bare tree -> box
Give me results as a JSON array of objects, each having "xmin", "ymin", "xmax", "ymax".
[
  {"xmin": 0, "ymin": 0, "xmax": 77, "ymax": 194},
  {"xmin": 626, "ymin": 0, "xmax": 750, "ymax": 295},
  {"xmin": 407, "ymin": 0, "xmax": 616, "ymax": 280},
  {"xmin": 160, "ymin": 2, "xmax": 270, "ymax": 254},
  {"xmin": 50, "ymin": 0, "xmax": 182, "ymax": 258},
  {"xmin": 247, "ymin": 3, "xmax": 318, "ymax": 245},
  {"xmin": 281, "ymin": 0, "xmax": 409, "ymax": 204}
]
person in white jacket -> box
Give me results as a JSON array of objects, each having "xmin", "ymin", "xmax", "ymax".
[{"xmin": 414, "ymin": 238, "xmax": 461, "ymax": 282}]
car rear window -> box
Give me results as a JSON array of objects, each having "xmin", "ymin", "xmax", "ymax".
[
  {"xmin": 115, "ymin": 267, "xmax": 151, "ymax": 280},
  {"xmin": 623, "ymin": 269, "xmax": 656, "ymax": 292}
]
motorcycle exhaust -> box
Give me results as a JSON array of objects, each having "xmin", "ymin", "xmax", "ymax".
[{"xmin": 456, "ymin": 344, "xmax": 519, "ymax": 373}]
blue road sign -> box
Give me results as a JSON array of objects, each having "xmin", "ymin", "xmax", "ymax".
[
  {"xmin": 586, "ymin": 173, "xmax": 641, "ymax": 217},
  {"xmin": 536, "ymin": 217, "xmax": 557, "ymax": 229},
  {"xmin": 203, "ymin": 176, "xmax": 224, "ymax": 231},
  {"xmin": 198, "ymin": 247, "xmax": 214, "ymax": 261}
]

------------------------------------------------------------

## Work to do
Copy out all of the material above word for word, leaving every line unchanged.

## Complete answer
bare tree -> box
Give me results as a JSON array of objects, each having "xmin", "ymin", "xmax", "ymax".
[
  {"xmin": 0, "ymin": 0, "xmax": 77, "ymax": 194},
  {"xmin": 626, "ymin": 0, "xmax": 750, "ymax": 295},
  {"xmin": 407, "ymin": 0, "xmax": 616, "ymax": 280},
  {"xmin": 160, "ymin": 2, "xmax": 270, "ymax": 254},
  {"xmin": 50, "ymin": 0, "xmax": 182, "ymax": 258},
  {"xmin": 247, "ymin": 3, "xmax": 318, "ymax": 245},
  {"xmin": 281, "ymin": 0, "xmax": 409, "ymax": 204}
]
person in white jacket -> box
Give me results as a JSON array of objects, each having "xmin", "ymin", "xmax", "ymax".
[{"xmin": 414, "ymin": 238, "xmax": 461, "ymax": 282}]
car rear window -> box
Give me results as a JSON array of objects, each having "xmin", "ymin", "xmax", "ymax".
[
  {"xmin": 115, "ymin": 267, "xmax": 151, "ymax": 280},
  {"xmin": 623, "ymin": 269, "xmax": 656, "ymax": 292}
]
motorcycle exhaust -> box
Give me results as a JSON array of objects, each having "xmin", "ymin", "xmax", "ymax".
[{"xmin": 456, "ymin": 344, "xmax": 519, "ymax": 373}]
blue road sign -> box
Give me results as a JSON array of objects, each having "xmin", "ymin", "xmax", "ymax".
[
  {"xmin": 586, "ymin": 173, "xmax": 641, "ymax": 217},
  {"xmin": 536, "ymin": 217, "xmax": 557, "ymax": 229},
  {"xmin": 203, "ymin": 176, "xmax": 224, "ymax": 231},
  {"xmin": 198, "ymin": 247, "xmax": 214, "ymax": 261}
]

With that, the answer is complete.